Return every line of the data exactly as it appears.
::::::::
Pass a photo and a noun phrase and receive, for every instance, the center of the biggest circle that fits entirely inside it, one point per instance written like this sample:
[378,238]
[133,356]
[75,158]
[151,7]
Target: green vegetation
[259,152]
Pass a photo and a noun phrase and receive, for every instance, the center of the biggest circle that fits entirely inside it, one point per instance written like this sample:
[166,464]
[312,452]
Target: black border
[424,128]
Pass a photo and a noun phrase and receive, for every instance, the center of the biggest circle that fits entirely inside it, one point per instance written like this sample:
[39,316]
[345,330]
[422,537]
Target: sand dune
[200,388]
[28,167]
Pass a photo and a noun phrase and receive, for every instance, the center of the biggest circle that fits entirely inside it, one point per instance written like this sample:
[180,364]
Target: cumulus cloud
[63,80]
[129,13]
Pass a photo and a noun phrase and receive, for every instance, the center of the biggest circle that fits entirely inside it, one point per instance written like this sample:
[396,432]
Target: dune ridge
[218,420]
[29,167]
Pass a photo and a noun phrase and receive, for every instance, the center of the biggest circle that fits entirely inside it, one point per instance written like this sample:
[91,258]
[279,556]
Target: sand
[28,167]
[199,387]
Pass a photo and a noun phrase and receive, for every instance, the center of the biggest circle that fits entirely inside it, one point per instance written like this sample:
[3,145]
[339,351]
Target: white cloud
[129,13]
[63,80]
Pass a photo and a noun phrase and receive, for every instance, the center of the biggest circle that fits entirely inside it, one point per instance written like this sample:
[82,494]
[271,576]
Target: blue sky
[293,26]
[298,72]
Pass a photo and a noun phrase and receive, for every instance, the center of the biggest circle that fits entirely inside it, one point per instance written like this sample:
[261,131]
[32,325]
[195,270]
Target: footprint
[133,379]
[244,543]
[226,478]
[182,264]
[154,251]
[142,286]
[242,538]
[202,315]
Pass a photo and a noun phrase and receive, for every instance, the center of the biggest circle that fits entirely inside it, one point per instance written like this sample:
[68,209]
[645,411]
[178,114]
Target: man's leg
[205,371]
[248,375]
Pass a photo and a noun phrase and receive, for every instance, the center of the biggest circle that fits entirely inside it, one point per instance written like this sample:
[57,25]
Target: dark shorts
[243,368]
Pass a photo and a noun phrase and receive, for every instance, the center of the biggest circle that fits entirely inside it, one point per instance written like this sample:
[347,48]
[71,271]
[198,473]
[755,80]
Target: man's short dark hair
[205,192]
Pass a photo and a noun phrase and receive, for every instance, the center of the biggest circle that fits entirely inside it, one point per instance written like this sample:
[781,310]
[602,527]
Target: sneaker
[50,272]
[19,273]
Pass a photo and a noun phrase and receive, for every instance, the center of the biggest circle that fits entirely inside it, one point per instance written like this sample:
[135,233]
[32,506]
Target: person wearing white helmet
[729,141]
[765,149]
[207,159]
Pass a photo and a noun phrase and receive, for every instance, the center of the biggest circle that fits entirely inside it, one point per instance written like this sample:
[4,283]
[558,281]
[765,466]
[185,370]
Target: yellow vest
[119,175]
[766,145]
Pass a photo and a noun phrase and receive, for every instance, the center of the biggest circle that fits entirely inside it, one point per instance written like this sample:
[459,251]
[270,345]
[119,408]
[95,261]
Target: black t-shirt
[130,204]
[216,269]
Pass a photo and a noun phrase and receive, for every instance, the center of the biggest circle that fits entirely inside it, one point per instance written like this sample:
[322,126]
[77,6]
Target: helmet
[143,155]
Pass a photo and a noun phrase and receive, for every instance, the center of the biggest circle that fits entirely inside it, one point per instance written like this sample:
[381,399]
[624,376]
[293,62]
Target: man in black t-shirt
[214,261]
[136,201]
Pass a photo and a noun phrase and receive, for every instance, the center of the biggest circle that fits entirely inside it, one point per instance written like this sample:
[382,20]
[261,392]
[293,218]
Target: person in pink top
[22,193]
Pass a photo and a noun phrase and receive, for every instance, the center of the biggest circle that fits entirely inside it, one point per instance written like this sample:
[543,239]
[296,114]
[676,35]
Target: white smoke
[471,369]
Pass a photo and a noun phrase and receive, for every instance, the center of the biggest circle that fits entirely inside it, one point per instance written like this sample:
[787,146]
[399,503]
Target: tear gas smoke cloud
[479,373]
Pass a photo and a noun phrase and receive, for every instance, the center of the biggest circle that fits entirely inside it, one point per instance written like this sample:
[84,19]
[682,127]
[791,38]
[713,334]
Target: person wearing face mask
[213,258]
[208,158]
::::::::
Written solution:
Pass a photo and a noun phrase and receive, for every instance, the center of the biggest circle that fits entirely inside it, one point per instance written like this sample:
[378,238]
[133,356]
[75,158]
[151,7]
Target: green vegetation
[259,152]
Pass a photo and a noun phrase and receive, for every instance, the center of the biggest circle that fits entirely inside it, one point per instance written like this sample:
[166,464]
[312,452]
Target: black border
[424,128]
Pass a photo and a noun phrase and receive, for every instance, the center of the biggest circle that fits entirely inside it, one point per instance written like this sample:
[39,316]
[345,330]
[422,537]
Target: sand dune
[200,388]
[28,167]
Pass a photo and a noun phrase and receive, for every instance, the center of the biggest circle that fits entirely inside it, one point per instance written like this sample:
[180,364]
Target: cumulus cloud
[63,80]
[129,13]
Pass a photo and a noun phrase and receive, for every instance, the center of the biggest circle that fits entirely inside it, one point per instance written like this sample:
[396,432]
Target: dune ridge
[218,420]
[29,167]
Pass a photo and a noun phrase and receive, for every instance, the center of the biggest circle that fits entirely inside it, one point per instance written like this sample:
[91,258]
[279,556]
Target: sand
[28,167]
[199,387]
Pass a photo and a noun phrase and receive, for every instance, the center of the biggest circle that fits entirely inside it, one point per instance written like this sample:
[3,145]
[339,351]
Target: white cloud
[129,13]
[63,80]
Pass a photo and a noun phrase and receive, for every instance, the center of the biggest circle that fits entirely inside it, one point per instance written like this sample:
[82,494]
[271,576]
Target: blue sky
[293,26]
[298,72]
Pass a photo and a noun phrase and receive, for every instance, the center of the biggest circle that fits entirely inside it, one point per instance written like this sample:
[261,131]
[32,325]
[195,270]
Target: footprint
[133,379]
[244,543]
[226,478]
[182,264]
[154,251]
[142,286]
[242,538]
[202,315]
Pass a photo and a noun phrase and receive, for every instance, the center of the biggest circle that fits entirely inside it, one point per instance written like this sample:
[68,209]
[645,411]
[178,114]
Target: man's leg
[205,371]
[248,375]
Pass a photo and a noun phrase and receive, for every instance, the center of the biggest circle that fits entirely inside it, one point per instance written like this sample:
[57,25]
Target: dark shorts
[243,368]
Pass a photo and a noun phrase and receive, for every instance, the center of the biggest circle that fits entirely inside it, one point per instance written like this sample:
[347,48]
[71,271]
[198,473]
[755,80]
Target: man's short dark hair
[205,192]
Pass a photo and a noun phrase and receive, for every instance, the center of the biggest circle that fits entirely inside it, one point per instance written like this sample:
[781,310]
[602,527]
Target: sneaker
[50,272]
[19,273]
Pass a photo and a noun phrase and receive, for every instance, the center of the biggest circle that fits entirely inside it, one point per instance written like this sample:
[135,233]
[32,506]
Target: person wearing white helmet
[729,141]
[765,149]
[207,159]
Pass a photo and a noun phrase and receive, for every instance, the center of the biggest circle that fits entirely inside it, one point per instance written like this sample:
[4,283]
[558,281]
[765,466]
[185,370]
Target: yellow vest
[119,175]
[766,145]
Pass a photo and a noun phrase and receive, for every instance, the center of the biggest circle that fits entirely inside it, one point per instance written like this sample:
[459,251]
[270,345]
[119,408]
[95,261]
Target: black t-shirt
[130,204]
[216,269]
Pass a photo and a noun phrase and receive, for every instance, the center of the biggest circle that fits entirely inside it, one point per instance written like this sample:
[322,126]
[77,6]
Target: helmet
[143,155]
Pass a photo and a noun phrase and receive, for every instance, the center of the biggest circle that fits entirely inside it, one point per instance written like this sample:
[381,399]
[624,376]
[293,62]
Target: man in black t-shirt
[214,261]
[136,201]
Pass a photo and a noun phrase and receive, for every instance, the center of the biggest circle that fits entirely inside it, one point per instance written like this sample:
[382,20]
[261,392]
[293,218]
Target: person in pink top
[22,193]
Pass a photo and a noun phrase and receive, for every instance, the center of the biggest circle that fits entirely inside it, one point per instance written like this sample:
[543,239]
[296,114]
[676,35]
Target: white smoke
[471,369]
Pass a photo and a noun phrase and receive, for every instance, the center of the biggest circle that fits entirely inside it, one point per instance written like this sample:
[787,146]
[399,503]
Target: tear gas smoke cloud
[479,373]
Pass a photo and a noun phrase and receive, for every instance, the center of the biggest circle that fits entirely inside it, one point per instance written like this sample:
[84,19]
[682,127]
[791,38]
[713,334]
Target: person wearing face mask
[213,258]
[208,158]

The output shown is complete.